> _Исходный текст_
····················

Биографический фон романа: время от времени возобновляемая из-за денег служба, охлаждение к «Москвитянину», где печатались его первые произведения, сближение с кругом «Современника», жизнь в усадьбе Раменье, а в 1854 г. — переезд в Петербург — наполнили роман Писемского живыми веяниями предреформенной эпохи.

Вопрос о «герое времени» не только символизировал новое, но и всей предысторией был связан с прошлым. Не случайно поэтому в изображении среды чиновников Энска с вошедшим в нее Калиновичем так много «гоголевского» (открытые и скрытые цитаты, перифразы, реминисценции): «Ну вот мы и в параде. Что ж? Народ хоть куда!.. Напрасно только вы, Владимир Антипыч, не подстриглись: больно у вас волосы торчат!»; «Видимо, что это был для моего героя один из жизненных щелчков, которые ... делают потом человека тряпкою, дрянью...» (курсив автора); «...и, пришедши в правление, рассказал, как председатель прижимал руку к сердцу, возводил глаза к небу и уверял совершенно тоном гоголевского городничего, что он сделал это “по неопытности, по одной только неопытности”...».

«Печоринство» Калиновича также составляет социальный и культурный пласт, из которого выстраивается образ: его «исповедь» перед семейством «простых» людей патриархального склада, Годневыми, воспроизводит отраженный облик лермонтовского героя в годы «мрачного семилетия»: «Даже из детства, о котором, я думаю, у всех остаются приятные и светлые воспоминания, я вынес только самые грустные, самые тяжелые впечатления... Мной ... обыкновенно располагали, как вещью ... за какой-нибудь полтинник должен был я бегать на уроки с одного конца Москвы на другой...».

Но унаследованное от прошлого — в различных неоднородных его проявлениях — проходит поверку новым временем: печоринское «подавленное обстоятельствами» честолюбие и чичиковское приспособленчество к обстоятельствам, породненное с «подлостью», соединяются, чтобы морально окончательно унизить и изувечить человека. Всепроникающим оказывается дух практицизма, о котором не раз говорит «от себя» автор, вставляя в текст публицистические и ораторские отступления: «Автор дошел до твердого убеждения, что для нас, детей нынешнего века, слава ... любовь ... мировые идеи ... бессмертие — ничто перед комфортом»; «...прежние барышни страдали от любви; нынешние от того, что у папеньки денег мало...»; браки превратились в «полуторговые сделки», что доказывает женитьба честолюбца-бедняка Калиновича на аристократке Полине, владелице «тысячи душ». Вывод автора неутешителен: «...рыцари переродились в торгашей, арены заменились биржами!».

····················

> _Показанные записи_
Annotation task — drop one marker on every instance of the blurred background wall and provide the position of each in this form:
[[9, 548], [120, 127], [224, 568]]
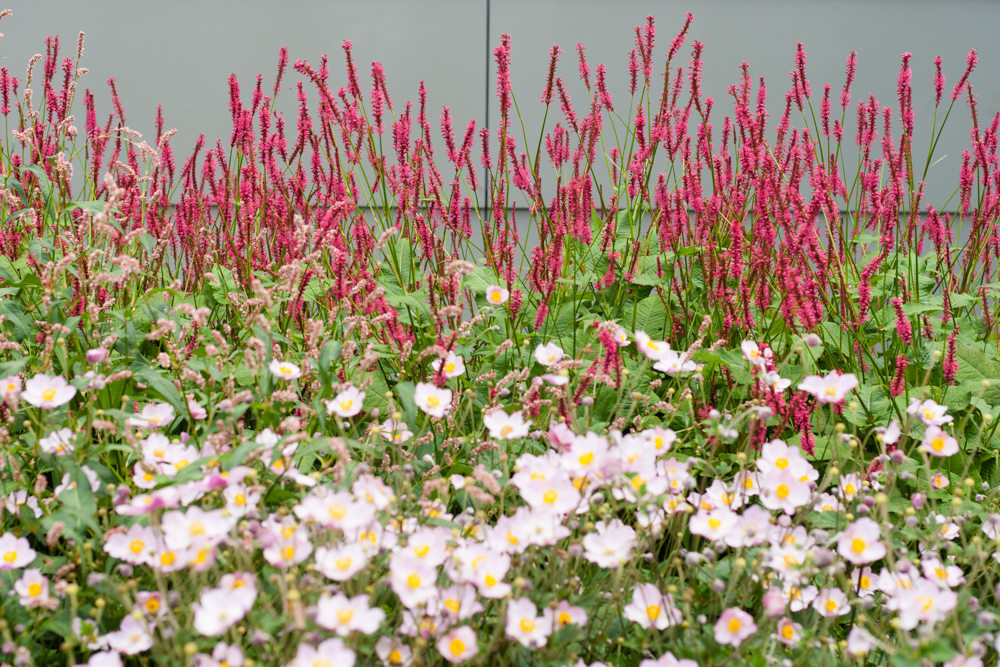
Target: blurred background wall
[[179, 54]]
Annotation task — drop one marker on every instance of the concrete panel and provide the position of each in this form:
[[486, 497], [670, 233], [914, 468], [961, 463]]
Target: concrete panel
[[180, 54], [764, 33]]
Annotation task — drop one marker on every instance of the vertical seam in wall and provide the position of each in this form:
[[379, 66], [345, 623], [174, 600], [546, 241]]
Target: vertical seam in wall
[[486, 122]]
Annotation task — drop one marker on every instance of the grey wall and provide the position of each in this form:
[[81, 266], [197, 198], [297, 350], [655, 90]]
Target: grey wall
[[179, 54]]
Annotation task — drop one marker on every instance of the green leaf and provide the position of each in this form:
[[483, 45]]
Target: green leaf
[[974, 367], [163, 387], [405, 392], [329, 354], [650, 316]]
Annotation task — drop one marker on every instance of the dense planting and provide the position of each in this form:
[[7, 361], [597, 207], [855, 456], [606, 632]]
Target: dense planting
[[308, 400]]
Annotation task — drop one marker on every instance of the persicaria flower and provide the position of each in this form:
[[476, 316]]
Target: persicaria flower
[[621, 337], [285, 370], [938, 443], [432, 400], [347, 403], [651, 608], [860, 543], [753, 353], [46, 392], [734, 626], [497, 295], [830, 389]]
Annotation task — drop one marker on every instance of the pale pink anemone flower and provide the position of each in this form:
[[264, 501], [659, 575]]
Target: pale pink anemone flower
[[497, 295], [860, 542], [734, 626], [830, 389], [506, 427], [47, 392], [347, 403]]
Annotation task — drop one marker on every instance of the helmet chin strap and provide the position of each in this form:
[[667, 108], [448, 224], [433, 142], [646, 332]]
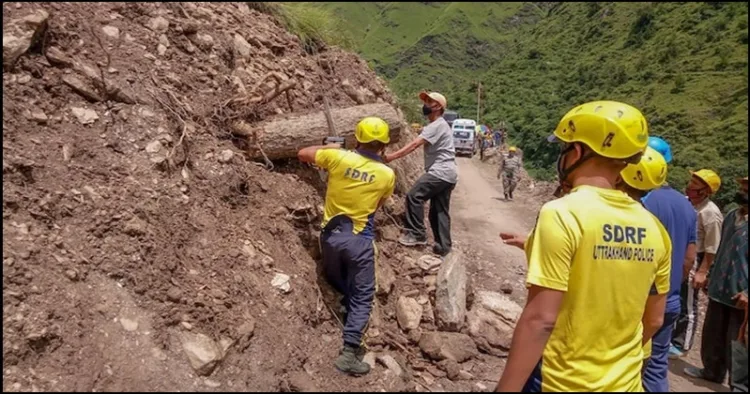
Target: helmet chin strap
[[563, 173]]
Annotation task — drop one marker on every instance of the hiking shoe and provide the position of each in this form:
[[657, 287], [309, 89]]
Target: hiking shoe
[[350, 362], [410, 240], [699, 373], [675, 353]]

····················

> _Задания_
1. Обновите ту часть записей, которая открывается строкой со словами «of the persicaria» и продолжается до конца записей включительно. Замените в ней «flower» на «bloom», всё остальное оставьте без изменений, а строки с изображениями в ответ не включайте.
2. Продолжите текст о романе Писемского, начав сразу после его последнего предложения.
Текст о романе Писемского и записи — это отдельные, не связанные между собой материалы.

> _Ответы_
1.
Annotation task — drop one marker on every instance of the persicaria bloom and provide the position of each in this form:
[[476, 316]]
Target: persicaria bloom
[[621, 337], [285, 370], [938, 443], [432, 400], [347, 403], [651, 608], [860, 543], [753, 353], [46, 392], [734, 626], [497, 295], [830, 389]]
Annotation task — drop one marker on every instance of the pale pink anemone bloom and provide the position of each in this form:
[[264, 501], [659, 575]]
Target: pale pink anemone bloom
[[497, 295], [860, 542], [734, 626], [830, 389], [506, 427], [47, 392], [347, 403]]
Annotation task — drop one marker on every instance of the helmet chin strap and provide the position of each in this form:
[[667, 108], [448, 224], [433, 142], [646, 332]]
Target: helmet chin strap
[[563, 173]]
Annotation task — drop one marker on every instance of the hiking shoe and provide the position of each in this form:
[[657, 287], [309, 89]]
Target: hiking shoe
[[350, 362], [410, 240], [699, 373], [675, 353]]

2.
Дух практицизма искушает Калиновича в облике князя Ивана — «демона-соблазнителя», склоняющего героя «продать себя» в обмен на удовлетворение самолюбия и прихотей богача. Не чужда практицизму — особенно поначалу — и героиня романа, «очень умненькая, добрая», но еще более «самолюбивая» Настенька, которая больше сочувствует Кали-новичу с его «эгоизмом», чем отцу с его «сладенькой миротвор-ностью».

Но и Годневы, и Калинович потому и ненавидимы губернским обществом, что, независимо от исходных начал своих воззрений, от того, какая эпоха (Державина или Гоголя) воспитала в них понятие о чести, объединяются верой в нравственный идеал, в то, что «гораздо честнее отстаивать слабых, чем хвалить сильных».

При этом «настоящей правды» нет и в том воззрении на общество, которое свойственно старику Годневу, четверть века беспорочно прослужившему смотрителем училища: всюду он видит «простосердечие, добродушие и дружелюбие». Не вся «правда» заключена и в противостоящих таким иллюзиям «ожесточенных» обличениях Калиновича: он везде открывает «ненависть, злобу и зависть». Истина, как всегда у Писемского, — вне этих крайностей, в нравственном уроке, который дает Калиновичу Настенька: «...у меня ужасный отрицательный взгляд был на божий мир; но ... я поняла, что в каждом человеке есть искра божья, искра любви, и перестала не любить и презирать людей».

Несчастье Калиновича в том, что, по-печорински презирая блага, составляющие счастье властьимущих, он по-чичиковски служит им, чтобы достичь тех же презренных благ. Они нужны лишь для того, для чего «большому кораблю» необходимо «большое плаванье» — как дань, которую должно взять со «среды»: «...что выдвигается вперед: труд ли почтенный, дарование ли блестящее, ум ли большой? Ничуть не бывало! Какая-нибудь выгодная наружность, случайность породы или, наконец, деньги. Я избрал последнее: отвратительнейшим образом продал себя в женитьбе и сделался миллионером. Тогда сразу горизонт прояснился и дорога всюду открылась... Я искал и желал одного: чтоб сделать пользу и добро другим; за что же, скажите вы мне, преследует меня общественное мнение?»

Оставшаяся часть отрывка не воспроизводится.